__Task description__: Find "Where can the violet" in the material below, then copy that line and every subsequent line to the end, exactly.

__Records for this exercise__:
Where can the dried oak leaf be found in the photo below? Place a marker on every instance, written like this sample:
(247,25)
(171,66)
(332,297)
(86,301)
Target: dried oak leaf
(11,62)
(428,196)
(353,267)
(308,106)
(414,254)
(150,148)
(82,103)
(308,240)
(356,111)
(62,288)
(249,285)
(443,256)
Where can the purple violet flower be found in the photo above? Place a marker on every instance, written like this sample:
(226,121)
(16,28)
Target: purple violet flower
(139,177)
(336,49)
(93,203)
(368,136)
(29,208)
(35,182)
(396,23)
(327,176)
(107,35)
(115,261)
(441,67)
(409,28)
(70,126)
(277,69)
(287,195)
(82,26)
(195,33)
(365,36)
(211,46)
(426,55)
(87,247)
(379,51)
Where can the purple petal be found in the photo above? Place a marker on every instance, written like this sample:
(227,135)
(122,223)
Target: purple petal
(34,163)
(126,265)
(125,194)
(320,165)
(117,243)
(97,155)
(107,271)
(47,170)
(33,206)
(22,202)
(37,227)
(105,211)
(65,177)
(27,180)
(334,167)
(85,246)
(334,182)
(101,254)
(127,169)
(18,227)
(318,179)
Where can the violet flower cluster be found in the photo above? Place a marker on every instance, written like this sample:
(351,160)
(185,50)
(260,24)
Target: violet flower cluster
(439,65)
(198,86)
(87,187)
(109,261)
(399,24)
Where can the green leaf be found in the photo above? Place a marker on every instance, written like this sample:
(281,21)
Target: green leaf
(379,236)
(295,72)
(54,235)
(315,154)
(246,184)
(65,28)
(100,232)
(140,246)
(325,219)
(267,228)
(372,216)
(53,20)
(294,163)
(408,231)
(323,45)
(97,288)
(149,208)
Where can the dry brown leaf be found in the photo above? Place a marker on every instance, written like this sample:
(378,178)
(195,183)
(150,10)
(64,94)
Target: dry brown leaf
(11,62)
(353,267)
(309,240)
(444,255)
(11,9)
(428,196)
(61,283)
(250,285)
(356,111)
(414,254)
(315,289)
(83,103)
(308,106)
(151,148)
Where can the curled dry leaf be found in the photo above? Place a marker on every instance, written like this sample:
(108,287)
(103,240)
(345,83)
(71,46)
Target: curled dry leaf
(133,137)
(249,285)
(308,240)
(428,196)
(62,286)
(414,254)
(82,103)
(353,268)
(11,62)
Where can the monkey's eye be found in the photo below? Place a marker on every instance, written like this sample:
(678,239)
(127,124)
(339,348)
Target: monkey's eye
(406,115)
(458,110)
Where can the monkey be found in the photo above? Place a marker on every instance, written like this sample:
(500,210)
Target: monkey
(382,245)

__Exercise solution__:
Where can the violet flower cluster be found in the photo above? Place a marker on every instance, written like this sample:
(351,160)
(185,50)
(260,24)
Target: violet flower cluster
(439,65)
(198,86)
(87,187)
(109,261)
(399,24)
Where can the green leaf be found in the photo above? Place a marker on every instance, written like this sample:
(281,21)
Target: green leaf
(379,236)
(295,72)
(54,235)
(315,154)
(246,184)
(65,28)
(100,232)
(140,246)
(325,219)
(267,228)
(372,216)
(53,20)
(294,163)
(408,231)
(323,45)
(97,288)
(149,208)
Where can the dry brown leaf be found in the photo above? Place a marker on every instance, written like this sample:
(378,178)
(195,183)
(150,10)
(64,94)
Target: dry brown leaf
(11,62)
(353,267)
(309,240)
(444,255)
(11,9)
(428,196)
(61,283)
(250,285)
(356,111)
(414,254)
(315,289)
(83,103)
(308,106)
(151,148)
Where can the curled dry leaf be found in the photo above? Place a marker on every instance, written like this sample:
(108,287)
(103,240)
(345,83)
(71,46)
Target: curled dry leaf
(133,137)
(249,285)
(308,240)
(428,196)
(62,286)
(414,254)
(82,103)
(353,268)
(11,62)
Where can the monkey's eye be found in the photo below? Place a marker on every instance, written like this sample:
(678,239)
(127,124)
(339,348)
Target: monkey's eye
(406,115)
(458,110)
Where can the monkey be found in the photo above? Place a marker on every instance, written like this sample:
(500,210)
Target: monkey
(382,245)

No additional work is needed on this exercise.